Exercise objective =>
Give again, word for word, the line holding "Each instance of the red" and every line after it through the end of the data below. Omit pictures.

Records provided =>
'''
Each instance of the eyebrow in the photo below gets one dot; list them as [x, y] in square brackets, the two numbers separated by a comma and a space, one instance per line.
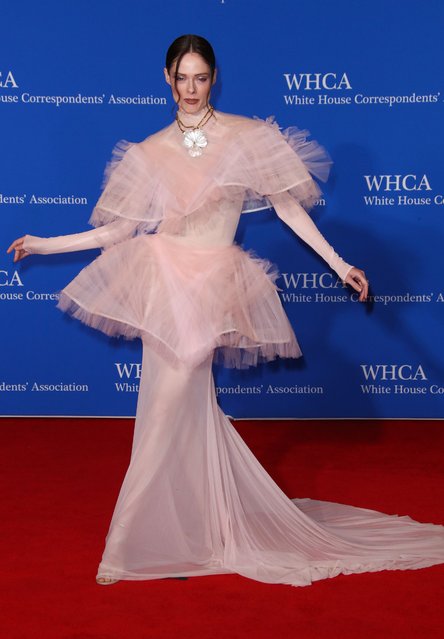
[195, 74]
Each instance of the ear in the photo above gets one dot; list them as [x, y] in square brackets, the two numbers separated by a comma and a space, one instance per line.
[167, 76]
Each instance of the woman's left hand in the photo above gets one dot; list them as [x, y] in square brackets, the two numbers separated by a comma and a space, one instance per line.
[357, 280]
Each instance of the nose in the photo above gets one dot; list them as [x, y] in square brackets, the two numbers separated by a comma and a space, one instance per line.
[191, 86]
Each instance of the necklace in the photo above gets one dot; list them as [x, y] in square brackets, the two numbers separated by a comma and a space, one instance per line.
[194, 139]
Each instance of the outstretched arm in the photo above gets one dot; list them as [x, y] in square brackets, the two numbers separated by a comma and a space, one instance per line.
[295, 216]
[101, 237]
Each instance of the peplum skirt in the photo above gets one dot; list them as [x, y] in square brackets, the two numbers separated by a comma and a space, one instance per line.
[185, 301]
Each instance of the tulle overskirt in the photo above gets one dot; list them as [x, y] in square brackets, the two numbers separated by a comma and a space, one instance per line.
[185, 300]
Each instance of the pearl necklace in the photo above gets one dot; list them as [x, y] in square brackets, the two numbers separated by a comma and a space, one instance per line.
[195, 139]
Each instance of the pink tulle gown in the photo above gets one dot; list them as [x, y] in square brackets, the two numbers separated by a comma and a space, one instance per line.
[195, 501]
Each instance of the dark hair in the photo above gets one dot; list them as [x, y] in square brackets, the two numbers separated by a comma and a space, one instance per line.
[190, 44]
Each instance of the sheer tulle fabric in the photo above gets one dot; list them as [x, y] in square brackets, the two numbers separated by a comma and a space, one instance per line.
[195, 501]
[247, 159]
[185, 300]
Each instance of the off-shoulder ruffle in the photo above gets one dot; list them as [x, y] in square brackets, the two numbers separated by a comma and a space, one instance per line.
[154, 183]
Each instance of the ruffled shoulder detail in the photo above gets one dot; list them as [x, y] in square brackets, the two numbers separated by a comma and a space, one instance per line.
[130, 189]
[273, 160]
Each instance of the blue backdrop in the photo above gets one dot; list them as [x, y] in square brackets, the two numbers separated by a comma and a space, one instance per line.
[365, 78]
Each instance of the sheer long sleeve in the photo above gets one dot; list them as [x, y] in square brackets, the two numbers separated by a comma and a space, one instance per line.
[295, 216]
[101, 237]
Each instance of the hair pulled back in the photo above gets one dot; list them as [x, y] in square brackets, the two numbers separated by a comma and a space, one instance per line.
[190, 44]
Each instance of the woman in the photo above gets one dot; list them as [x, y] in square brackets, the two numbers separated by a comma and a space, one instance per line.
[195, 501]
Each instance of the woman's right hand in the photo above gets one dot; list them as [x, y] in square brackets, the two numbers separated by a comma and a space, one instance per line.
[17, 246]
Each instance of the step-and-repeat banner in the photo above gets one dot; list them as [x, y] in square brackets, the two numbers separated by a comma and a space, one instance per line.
[365, 78]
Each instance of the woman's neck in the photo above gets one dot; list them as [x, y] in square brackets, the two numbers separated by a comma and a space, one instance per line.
[192, 119]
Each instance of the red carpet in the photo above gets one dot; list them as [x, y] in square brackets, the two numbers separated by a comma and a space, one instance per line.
[60, 479]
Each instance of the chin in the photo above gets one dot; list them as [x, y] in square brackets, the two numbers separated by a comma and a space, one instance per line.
[191, 108]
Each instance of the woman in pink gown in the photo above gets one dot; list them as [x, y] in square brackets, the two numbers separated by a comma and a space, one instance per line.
[195, 501]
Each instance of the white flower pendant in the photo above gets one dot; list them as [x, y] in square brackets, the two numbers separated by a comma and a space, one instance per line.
[195, 141]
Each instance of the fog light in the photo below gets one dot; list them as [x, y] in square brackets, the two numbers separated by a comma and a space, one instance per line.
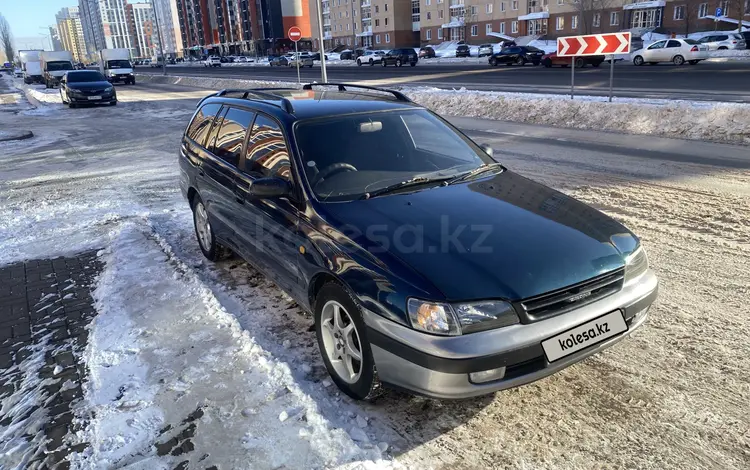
[487, 375]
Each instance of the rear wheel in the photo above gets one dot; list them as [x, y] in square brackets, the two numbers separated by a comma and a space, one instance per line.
[343, 344]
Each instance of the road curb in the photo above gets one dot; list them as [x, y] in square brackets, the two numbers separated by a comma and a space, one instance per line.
[22, 135]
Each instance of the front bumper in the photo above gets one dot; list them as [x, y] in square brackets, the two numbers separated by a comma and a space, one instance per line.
[439, 366]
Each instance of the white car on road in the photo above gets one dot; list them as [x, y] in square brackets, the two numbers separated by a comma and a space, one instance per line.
[720, 42]
[212, 61]
[677, 51]
[370, 57]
'''
Task answer =>
Each instance of the red carpet in the photo above gets one dot; list them as [x, y] in square brackets, the two numbers separated by a comma and a space, one instance per line.
[60, 479]
Each instance of the chin in the photo above gets one dot; list them as [x, y] in square brackets, the two numbers separated by a comma and a space, one instance per line.
[191, 108]
Each instance of the woman in pink gown in the photo above gets one dot; list them as [x, y] in square brackets, the two numbers separated by a comma and a space, one instance per line.
[195, 501]
Each instance of the white flower pendant in the photo above gets one dot; list them as [x, y] in square brackets, the two numbers separated by a comma and a space, one instance per line.
[195, 141]
Each instance of the fog light in the photo below gets one dot; list them as [x, y] in square brackets, the two numbers separated by a comma and a space, one instance per line.
[487, 375]
Each instance of the rear wheel in the photo above gets one dot; list them as [x, y] in square brackets, the two numbers separated by a comma and a space, one instance per line.
[343, 344]
Each instance of the road curb in the photo above gets one dot; list them as [x, y] in square brackets, the two numbers separated by a comma and a space, one instance per line.
[22, 135]
Each instance of the front bumper in the photo above gets one dot; list them as [x, y] in square brackets, the two numbers separated by a comma and a space, one instance per line.
[439, 366]
Each instance of the white car on road in the photo above gets one dot; list them as [x, y] in square brackets, the two numbers separated by a comma and a space, one instance per line.
[720, 42]
[212, 61]
[677, 51]
[370, 57]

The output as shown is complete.